> What you need to do:
For this exercise, copy each line of the records that contains the word "label".

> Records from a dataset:
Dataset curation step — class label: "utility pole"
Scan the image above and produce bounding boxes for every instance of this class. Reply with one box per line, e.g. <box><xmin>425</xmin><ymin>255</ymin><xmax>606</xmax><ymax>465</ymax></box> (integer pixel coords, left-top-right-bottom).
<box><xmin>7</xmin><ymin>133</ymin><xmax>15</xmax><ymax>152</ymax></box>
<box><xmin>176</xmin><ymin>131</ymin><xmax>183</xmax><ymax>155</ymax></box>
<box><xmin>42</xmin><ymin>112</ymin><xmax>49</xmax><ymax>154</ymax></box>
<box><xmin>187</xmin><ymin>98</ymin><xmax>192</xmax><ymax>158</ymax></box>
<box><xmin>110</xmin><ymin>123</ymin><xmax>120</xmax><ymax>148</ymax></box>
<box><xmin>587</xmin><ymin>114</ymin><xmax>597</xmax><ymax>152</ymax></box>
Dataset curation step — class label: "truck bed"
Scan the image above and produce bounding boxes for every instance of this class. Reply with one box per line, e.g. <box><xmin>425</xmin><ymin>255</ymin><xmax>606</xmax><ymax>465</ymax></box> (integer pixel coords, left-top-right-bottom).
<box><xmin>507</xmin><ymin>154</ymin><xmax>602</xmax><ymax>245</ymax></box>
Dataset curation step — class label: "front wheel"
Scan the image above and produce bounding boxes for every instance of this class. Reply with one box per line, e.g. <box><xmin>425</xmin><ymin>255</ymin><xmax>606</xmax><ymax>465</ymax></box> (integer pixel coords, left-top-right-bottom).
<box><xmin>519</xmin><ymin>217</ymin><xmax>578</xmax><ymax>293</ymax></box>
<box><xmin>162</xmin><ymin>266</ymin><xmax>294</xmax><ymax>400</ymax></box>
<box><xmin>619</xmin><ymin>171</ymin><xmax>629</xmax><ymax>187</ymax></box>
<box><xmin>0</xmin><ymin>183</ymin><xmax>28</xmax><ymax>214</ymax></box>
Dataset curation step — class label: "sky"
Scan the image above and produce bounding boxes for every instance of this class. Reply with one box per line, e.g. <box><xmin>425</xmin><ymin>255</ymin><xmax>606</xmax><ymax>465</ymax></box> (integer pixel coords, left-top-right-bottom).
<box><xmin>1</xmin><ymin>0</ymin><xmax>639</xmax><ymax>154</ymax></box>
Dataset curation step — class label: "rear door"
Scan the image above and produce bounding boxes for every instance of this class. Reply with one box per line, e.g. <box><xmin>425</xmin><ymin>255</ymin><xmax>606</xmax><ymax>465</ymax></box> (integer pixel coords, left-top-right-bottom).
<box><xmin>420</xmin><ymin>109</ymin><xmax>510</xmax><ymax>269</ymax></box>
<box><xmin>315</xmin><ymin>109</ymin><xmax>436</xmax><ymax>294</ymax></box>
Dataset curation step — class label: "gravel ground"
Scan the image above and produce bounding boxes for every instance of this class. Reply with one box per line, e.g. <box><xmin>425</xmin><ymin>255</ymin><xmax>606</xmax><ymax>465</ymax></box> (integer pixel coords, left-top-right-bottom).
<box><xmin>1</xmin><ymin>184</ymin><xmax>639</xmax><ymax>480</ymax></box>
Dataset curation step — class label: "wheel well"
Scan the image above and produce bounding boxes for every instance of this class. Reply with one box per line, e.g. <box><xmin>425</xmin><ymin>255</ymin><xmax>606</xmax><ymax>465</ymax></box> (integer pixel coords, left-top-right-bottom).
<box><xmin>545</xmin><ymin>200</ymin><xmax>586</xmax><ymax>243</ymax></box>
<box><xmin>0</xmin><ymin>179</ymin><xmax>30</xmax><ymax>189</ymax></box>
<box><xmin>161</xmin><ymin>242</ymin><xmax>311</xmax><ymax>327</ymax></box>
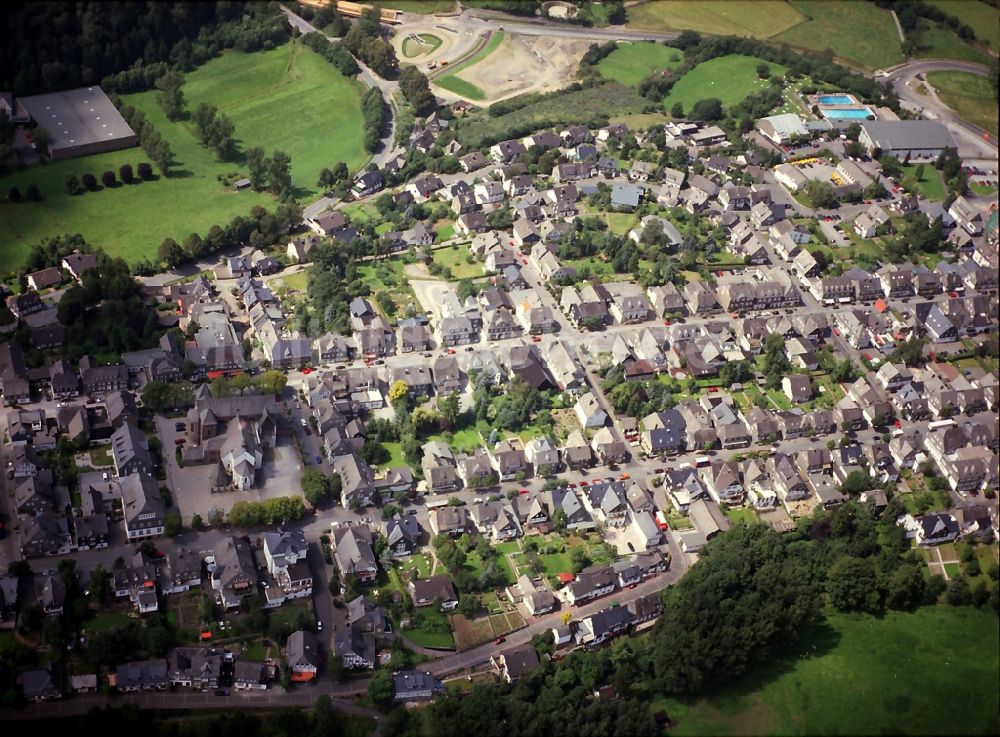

> Output below:
Dataset curation step — class label: "utility pole"
Dataset curation step — class label: "truck bed"
Dataset curation step — class label: "front wheel"
Dataset curation step — class label: "sky"
Dataset curation step — class label: "rear door"
Dataset curation step — class label: "gravel ground"
Dataset curation step — class label: "wheel well"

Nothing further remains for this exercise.